>>>>>

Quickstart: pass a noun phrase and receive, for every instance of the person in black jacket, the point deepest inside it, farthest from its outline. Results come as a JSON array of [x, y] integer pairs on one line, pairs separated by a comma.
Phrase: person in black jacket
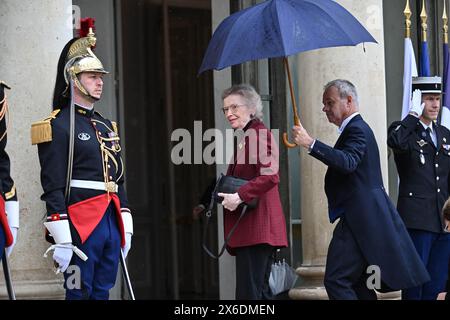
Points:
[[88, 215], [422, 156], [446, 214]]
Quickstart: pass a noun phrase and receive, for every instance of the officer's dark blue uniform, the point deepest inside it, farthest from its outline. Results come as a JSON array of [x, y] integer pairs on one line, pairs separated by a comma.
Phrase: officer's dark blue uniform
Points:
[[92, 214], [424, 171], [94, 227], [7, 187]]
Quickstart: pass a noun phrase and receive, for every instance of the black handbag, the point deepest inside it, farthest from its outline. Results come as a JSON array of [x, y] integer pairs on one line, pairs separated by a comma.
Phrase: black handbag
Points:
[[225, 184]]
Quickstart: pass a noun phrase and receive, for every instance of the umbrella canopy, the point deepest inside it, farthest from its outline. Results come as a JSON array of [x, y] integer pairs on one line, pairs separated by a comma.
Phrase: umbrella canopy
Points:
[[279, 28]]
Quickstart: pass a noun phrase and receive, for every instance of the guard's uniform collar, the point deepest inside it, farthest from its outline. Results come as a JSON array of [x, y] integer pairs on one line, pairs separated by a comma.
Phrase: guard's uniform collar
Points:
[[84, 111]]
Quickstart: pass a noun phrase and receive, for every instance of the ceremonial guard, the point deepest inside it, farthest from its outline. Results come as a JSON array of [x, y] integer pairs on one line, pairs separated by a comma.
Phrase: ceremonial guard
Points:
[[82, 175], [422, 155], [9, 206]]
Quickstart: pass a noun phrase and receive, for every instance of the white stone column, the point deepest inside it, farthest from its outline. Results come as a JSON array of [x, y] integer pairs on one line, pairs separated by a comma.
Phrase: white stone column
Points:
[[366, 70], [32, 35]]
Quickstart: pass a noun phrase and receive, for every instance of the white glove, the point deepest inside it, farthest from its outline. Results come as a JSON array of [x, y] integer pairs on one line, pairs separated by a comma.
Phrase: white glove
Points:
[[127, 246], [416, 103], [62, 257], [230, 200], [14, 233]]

<<<<<
>>>>>

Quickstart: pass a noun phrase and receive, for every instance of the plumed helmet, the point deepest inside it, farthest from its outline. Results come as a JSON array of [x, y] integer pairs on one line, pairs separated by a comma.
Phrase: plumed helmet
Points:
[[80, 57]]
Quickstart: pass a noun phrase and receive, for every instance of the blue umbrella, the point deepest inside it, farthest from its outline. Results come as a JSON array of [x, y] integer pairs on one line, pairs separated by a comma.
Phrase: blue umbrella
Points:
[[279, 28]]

<<<<<

* _Aim of the task_: Reproduce the material above verbatim, starting at the line containing "of the guard's" and ending at the line containing "[[127, 246], [416, 103], [62, 257], [230, 200], [14, 233]]", with both of those lines included.

* _Output of the exercise_:
Quickstart: pass a noun phrase and receive, for every instance of the guard's uniform collar, the point deepest inside it, farthest from its outline. Results come as a JSON array of [x, y] integer pairs on one line, pairs separated by a comma.
Phrase: guard's uniform collar
Points:
[[84, 111]]
Quickstart: pass a noun phrase and receive, for every instance of the ceremonial guard, the point deepest inside it, farthest from its outline. Results come as a JSON array of [x, y] integer pairs on one line, pairs separated by a comma.
Phrase: ceremonial guard
Points:
[[82, 175], [422, 155], [9, 206]]
Quickstart: pass a noun phrase and receive, for every instance of the white stone column, the point deepest inside it, farthest from its outline. Results come as a JSON array of [x, y] integer pairs on one line, pairs separated by a comma.
Phrase: white stone column
Points:
[[366, 70], [32, 35]]
Quickstart: pass a noun phrase and receive, for every instance of the white glove, the point deepest inside it, farthest from its outline. Results come as a JSON array of [x, y] integer pairs on one line, pairs separated by a comma.
Phrase: white glove
Points:
[[127, 246], [416, 103], [62, 257], [230, 200], [14, 233]]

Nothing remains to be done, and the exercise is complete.